Source material:
_ _ _ _ _ _ _
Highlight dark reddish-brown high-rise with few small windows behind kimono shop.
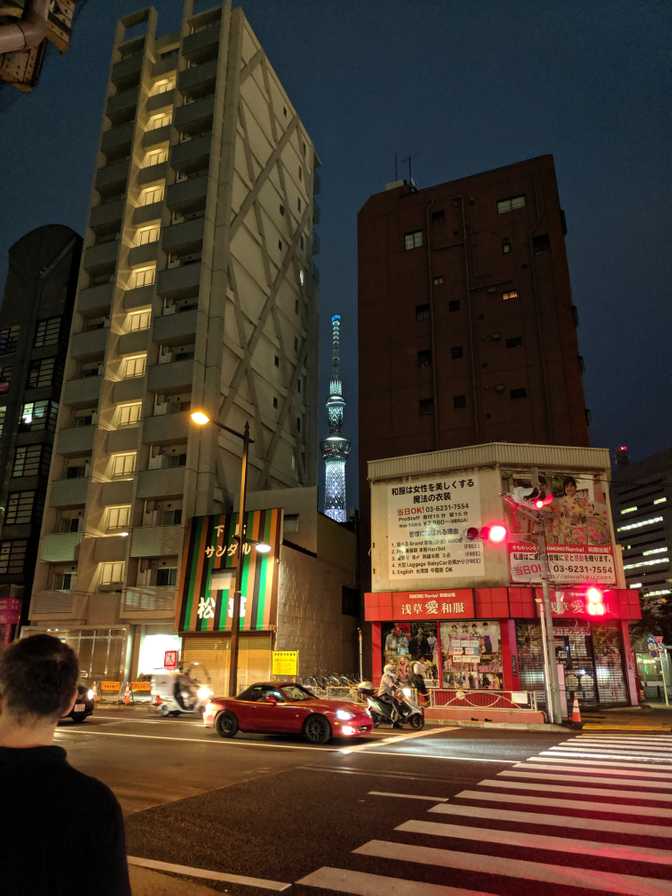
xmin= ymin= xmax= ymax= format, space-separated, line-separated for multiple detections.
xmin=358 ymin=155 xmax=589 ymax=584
_ _ _ _ _ _ _
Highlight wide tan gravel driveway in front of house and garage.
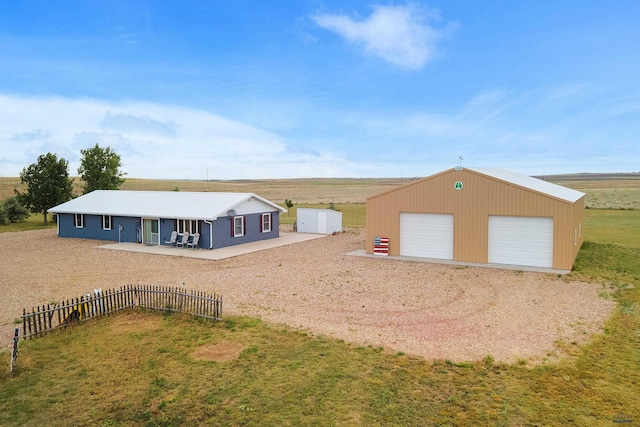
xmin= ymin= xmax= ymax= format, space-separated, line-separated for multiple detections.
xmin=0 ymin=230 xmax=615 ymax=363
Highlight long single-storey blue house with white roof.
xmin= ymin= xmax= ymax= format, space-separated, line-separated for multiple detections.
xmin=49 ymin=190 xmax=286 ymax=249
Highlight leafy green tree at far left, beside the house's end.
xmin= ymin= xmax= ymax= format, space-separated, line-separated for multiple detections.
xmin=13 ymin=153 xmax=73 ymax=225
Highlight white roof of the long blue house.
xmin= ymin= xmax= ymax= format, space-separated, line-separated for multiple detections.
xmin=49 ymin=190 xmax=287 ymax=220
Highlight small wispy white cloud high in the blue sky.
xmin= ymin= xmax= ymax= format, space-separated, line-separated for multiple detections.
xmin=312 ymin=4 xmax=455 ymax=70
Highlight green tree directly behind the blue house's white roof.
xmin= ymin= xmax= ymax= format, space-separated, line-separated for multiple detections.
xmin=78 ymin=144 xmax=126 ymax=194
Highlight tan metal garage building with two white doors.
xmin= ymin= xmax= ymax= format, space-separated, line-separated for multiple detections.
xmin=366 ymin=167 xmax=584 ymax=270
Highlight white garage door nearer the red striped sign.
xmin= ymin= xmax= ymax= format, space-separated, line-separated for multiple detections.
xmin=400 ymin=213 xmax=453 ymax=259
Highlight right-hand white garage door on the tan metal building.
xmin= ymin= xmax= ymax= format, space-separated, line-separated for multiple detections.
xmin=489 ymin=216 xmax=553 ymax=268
_ _ _ _ _ _ _
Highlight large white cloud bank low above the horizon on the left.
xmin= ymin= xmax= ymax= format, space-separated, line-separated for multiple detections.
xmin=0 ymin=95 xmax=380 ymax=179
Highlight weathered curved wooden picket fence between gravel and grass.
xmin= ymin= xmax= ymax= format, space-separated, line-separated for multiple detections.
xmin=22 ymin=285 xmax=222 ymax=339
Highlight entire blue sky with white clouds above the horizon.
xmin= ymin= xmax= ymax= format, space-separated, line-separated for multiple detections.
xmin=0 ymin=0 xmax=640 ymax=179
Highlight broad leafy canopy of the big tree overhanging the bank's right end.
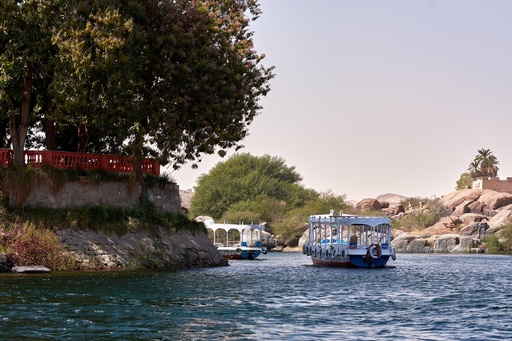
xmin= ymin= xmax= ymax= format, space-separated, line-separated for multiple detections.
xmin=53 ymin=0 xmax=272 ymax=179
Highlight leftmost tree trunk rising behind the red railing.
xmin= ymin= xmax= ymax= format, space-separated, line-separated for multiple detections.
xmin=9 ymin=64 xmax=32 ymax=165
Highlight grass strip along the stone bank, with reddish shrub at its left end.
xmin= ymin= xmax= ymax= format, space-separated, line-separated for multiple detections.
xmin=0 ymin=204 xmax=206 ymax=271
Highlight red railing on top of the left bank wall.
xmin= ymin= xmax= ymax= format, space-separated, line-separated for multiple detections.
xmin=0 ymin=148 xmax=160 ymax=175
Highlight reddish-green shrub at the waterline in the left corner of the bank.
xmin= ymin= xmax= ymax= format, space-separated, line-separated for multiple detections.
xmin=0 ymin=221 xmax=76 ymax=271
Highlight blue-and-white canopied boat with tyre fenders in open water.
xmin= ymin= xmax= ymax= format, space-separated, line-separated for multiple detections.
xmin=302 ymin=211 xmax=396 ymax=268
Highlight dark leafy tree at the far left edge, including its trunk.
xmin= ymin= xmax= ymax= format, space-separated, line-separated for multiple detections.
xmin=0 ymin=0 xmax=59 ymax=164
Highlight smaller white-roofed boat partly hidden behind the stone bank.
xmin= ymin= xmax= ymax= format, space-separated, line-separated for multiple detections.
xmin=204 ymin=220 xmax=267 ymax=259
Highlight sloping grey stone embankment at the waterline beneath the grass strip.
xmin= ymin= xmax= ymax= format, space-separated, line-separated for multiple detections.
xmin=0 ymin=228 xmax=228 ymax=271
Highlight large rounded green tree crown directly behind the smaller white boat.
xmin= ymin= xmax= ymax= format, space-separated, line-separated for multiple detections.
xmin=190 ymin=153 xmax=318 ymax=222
_ _ _ _ _ _ _
Using the entries above, return each line that includes the word "blue".

Answer for the task:
Highlight long single-storey blue house with white roof.
Highlight white roof of the long blue house.
Highlight small wispy white cloud high in the blue sky.
Highlight green tree directly behind the blue house's white roof.
Highlight entire blue sky with white clouds above the horizon.
Highlight blue-and-white canopied boat with tyre fenders in open water.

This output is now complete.